**Records shown:**
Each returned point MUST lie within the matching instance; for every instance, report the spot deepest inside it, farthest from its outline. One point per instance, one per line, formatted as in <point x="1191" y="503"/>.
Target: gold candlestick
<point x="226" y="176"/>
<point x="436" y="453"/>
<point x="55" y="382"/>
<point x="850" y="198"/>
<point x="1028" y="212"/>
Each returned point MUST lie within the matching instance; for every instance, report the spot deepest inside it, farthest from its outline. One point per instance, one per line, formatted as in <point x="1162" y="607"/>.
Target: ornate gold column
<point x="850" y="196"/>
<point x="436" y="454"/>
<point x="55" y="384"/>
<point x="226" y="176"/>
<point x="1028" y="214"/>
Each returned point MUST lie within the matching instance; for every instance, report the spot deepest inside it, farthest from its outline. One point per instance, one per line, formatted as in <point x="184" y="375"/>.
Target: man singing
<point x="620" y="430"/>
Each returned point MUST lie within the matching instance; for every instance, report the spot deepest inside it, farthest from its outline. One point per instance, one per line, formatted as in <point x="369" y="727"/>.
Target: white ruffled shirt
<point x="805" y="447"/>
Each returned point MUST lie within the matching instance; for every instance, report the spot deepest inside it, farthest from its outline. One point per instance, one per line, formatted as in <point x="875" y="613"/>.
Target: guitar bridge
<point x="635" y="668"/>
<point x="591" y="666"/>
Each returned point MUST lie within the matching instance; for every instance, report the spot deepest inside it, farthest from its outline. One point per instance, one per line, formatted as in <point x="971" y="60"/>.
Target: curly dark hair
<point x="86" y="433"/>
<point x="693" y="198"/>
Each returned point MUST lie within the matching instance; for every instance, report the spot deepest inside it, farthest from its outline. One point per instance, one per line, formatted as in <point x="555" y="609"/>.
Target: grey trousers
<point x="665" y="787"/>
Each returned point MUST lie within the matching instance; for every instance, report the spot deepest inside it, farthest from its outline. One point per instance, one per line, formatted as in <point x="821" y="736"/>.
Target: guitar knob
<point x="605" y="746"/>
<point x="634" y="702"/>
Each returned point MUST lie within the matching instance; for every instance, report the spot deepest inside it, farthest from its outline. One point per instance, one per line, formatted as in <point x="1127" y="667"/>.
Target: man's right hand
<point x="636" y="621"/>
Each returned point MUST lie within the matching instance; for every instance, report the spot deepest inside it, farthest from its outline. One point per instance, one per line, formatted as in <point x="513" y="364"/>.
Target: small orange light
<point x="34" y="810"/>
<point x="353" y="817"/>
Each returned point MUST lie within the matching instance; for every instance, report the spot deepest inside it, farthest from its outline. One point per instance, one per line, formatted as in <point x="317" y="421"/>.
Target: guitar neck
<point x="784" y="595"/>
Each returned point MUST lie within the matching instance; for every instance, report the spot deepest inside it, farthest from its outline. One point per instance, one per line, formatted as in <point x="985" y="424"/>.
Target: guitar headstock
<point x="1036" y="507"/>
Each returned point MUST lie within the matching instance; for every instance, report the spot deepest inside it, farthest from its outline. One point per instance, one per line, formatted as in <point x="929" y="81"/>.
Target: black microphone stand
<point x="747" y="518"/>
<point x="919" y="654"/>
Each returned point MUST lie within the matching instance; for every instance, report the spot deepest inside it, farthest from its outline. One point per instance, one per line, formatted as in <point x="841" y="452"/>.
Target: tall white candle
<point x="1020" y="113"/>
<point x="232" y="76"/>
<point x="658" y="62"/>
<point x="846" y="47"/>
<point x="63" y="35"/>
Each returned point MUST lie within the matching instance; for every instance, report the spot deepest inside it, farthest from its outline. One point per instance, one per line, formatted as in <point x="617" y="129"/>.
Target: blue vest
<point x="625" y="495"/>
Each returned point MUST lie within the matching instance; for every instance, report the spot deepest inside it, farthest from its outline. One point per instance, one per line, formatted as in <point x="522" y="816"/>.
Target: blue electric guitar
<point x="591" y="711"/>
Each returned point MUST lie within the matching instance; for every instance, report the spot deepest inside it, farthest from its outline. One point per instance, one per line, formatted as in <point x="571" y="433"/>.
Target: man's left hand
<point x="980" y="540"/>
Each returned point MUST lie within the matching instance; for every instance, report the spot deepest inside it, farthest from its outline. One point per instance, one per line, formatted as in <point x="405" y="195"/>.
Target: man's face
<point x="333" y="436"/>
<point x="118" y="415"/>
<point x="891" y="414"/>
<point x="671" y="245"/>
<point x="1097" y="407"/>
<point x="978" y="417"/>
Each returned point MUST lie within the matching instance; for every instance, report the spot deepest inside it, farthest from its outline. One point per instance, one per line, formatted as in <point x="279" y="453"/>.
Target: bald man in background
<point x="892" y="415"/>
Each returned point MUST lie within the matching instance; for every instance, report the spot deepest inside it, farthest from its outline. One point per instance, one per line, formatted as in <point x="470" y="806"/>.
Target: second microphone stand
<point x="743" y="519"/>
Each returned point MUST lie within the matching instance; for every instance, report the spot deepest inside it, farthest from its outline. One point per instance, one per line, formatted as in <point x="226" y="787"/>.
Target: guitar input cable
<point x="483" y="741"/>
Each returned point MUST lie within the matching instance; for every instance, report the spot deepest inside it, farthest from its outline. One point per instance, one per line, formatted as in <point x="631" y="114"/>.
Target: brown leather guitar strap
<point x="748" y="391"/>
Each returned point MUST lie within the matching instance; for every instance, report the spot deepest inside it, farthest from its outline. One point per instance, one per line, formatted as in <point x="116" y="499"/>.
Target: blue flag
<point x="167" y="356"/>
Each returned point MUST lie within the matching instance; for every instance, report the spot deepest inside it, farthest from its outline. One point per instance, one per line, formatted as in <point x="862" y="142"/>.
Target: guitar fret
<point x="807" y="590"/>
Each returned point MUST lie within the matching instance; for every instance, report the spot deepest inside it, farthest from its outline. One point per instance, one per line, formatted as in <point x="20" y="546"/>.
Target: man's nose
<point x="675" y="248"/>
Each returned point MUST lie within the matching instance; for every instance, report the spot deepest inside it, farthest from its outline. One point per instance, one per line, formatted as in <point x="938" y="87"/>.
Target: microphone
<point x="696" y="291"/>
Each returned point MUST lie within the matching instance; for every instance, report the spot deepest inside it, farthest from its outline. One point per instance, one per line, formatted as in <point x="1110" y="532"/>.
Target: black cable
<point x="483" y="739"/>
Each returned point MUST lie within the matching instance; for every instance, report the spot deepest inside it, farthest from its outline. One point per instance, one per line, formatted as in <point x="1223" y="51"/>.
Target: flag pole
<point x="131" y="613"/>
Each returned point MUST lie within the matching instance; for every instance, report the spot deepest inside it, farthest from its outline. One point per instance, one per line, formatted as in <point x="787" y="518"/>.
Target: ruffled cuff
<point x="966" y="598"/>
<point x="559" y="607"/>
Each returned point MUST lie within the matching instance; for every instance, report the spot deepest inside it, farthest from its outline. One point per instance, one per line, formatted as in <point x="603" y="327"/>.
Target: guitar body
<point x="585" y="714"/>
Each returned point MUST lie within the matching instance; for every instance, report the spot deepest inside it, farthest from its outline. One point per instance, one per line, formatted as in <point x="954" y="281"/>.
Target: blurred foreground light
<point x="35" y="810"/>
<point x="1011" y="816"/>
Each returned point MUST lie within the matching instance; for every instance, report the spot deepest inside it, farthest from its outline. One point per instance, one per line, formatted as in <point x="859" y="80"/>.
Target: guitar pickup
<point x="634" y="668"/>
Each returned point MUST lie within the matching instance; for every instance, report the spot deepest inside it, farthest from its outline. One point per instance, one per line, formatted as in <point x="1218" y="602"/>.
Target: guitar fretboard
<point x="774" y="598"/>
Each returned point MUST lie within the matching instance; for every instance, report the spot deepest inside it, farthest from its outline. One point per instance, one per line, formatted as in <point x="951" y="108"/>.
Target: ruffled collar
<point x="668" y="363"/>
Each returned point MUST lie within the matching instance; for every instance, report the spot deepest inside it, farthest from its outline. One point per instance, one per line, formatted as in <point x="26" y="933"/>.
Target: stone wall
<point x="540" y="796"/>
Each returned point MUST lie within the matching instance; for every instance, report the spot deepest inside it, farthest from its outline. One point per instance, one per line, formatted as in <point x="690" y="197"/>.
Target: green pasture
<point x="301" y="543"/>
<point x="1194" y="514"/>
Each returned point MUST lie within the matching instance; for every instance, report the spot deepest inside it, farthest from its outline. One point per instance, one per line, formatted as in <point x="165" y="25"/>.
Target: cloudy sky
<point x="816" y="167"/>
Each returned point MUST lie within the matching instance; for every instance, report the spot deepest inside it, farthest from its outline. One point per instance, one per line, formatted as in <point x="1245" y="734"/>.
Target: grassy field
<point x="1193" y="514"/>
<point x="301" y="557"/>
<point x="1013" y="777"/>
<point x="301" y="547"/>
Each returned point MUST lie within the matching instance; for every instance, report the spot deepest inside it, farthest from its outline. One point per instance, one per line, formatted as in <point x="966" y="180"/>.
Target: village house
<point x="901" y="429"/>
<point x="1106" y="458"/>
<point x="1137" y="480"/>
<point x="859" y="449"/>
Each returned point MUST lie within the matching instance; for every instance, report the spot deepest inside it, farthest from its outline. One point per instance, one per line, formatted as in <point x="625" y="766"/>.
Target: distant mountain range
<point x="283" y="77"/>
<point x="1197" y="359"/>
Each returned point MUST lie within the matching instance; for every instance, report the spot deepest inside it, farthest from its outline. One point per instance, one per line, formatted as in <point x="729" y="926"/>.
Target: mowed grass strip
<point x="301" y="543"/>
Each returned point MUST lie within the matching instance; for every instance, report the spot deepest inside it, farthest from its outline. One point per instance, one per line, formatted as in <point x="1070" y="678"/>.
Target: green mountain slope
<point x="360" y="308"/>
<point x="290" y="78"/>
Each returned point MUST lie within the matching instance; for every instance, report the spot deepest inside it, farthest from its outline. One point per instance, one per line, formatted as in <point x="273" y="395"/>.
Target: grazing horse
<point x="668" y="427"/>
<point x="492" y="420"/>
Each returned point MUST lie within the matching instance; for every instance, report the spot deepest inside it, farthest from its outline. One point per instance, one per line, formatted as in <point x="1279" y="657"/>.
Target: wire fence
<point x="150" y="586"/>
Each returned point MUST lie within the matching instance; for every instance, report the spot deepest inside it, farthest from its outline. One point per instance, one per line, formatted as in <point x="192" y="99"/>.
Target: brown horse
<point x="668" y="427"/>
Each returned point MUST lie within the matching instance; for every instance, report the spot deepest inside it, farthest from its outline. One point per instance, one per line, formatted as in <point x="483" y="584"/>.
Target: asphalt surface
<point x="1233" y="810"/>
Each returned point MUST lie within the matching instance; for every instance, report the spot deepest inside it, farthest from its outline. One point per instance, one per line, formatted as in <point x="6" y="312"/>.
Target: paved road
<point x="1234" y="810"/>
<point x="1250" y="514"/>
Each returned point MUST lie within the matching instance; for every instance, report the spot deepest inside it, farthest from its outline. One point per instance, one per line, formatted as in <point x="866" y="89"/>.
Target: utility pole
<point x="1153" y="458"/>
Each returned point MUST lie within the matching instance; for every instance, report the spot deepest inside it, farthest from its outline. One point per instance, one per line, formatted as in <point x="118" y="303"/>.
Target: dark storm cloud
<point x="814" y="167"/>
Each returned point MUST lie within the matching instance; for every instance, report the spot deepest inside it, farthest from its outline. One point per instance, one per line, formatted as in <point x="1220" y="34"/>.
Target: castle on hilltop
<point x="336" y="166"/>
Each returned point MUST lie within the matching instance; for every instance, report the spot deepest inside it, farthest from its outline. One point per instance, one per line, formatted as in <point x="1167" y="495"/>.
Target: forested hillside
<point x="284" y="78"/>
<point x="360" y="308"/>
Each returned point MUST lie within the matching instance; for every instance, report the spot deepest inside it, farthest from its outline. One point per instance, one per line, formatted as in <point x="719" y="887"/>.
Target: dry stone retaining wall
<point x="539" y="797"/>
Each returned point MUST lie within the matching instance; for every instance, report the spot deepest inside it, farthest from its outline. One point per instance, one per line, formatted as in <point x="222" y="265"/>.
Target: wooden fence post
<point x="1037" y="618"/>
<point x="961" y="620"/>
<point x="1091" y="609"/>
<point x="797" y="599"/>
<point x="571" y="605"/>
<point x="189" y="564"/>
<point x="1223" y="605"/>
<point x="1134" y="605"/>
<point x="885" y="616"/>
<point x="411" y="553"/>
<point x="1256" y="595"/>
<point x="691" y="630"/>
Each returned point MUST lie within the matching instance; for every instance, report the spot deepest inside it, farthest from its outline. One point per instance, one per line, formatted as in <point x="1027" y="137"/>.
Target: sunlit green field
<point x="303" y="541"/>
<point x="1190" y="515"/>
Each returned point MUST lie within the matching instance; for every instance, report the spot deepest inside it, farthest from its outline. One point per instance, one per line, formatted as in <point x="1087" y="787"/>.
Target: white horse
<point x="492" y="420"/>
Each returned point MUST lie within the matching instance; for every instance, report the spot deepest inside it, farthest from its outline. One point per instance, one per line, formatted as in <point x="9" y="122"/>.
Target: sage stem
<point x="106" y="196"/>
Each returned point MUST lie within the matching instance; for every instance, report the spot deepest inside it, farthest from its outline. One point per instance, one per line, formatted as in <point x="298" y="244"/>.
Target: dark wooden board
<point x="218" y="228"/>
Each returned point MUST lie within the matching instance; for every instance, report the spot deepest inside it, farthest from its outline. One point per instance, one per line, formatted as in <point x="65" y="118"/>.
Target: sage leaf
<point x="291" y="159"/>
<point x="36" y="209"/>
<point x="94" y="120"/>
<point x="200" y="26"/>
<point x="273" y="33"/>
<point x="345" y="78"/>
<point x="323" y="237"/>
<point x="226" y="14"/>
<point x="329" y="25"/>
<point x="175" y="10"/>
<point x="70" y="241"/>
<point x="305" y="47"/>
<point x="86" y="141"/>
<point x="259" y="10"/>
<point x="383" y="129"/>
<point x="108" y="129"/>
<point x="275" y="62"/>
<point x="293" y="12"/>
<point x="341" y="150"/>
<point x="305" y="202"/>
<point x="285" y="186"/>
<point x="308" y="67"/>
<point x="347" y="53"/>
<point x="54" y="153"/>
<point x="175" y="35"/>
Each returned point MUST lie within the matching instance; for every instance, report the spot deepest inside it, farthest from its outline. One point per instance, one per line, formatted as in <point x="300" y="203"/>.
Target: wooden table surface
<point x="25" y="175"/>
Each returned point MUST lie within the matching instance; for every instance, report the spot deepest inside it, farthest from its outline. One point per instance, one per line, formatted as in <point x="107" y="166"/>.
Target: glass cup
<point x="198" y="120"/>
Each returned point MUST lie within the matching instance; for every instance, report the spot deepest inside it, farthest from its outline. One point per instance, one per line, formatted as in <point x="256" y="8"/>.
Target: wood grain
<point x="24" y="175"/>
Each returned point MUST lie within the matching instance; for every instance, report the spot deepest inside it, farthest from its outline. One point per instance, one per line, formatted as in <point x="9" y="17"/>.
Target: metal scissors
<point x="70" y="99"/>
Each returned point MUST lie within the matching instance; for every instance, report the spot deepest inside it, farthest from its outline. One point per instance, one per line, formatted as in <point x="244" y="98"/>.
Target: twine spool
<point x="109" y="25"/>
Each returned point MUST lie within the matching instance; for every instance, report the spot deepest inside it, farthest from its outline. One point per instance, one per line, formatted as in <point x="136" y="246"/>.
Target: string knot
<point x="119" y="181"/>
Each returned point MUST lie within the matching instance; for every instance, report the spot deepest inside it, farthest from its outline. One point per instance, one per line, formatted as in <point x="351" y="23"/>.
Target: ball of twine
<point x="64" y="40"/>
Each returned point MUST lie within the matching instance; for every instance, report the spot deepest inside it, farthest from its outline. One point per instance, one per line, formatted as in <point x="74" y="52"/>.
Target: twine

**What is needed:**
Please return exactly the lines that run from the line with "Target: string knot" through the end of the records above, both included, and nothing more.

**Problem solution:**
Target: string knot
<point x="119" y="181"/>
Each returned point MUST lie within the matching instance; for every instance, report the spot deepest inside it, farthest from its outline. One point per instance, one per line, formatted as in <point x="351" y="23"/>.
Target: ball of twine
<point x="64" y="40"/>
Each returned point MUST lie within the matching instance; for every instance, report the spot deepest inside it, farthest from its outline. One point per instance, one per line, formatted as in <point x="74" y="52"/>.
Target: twine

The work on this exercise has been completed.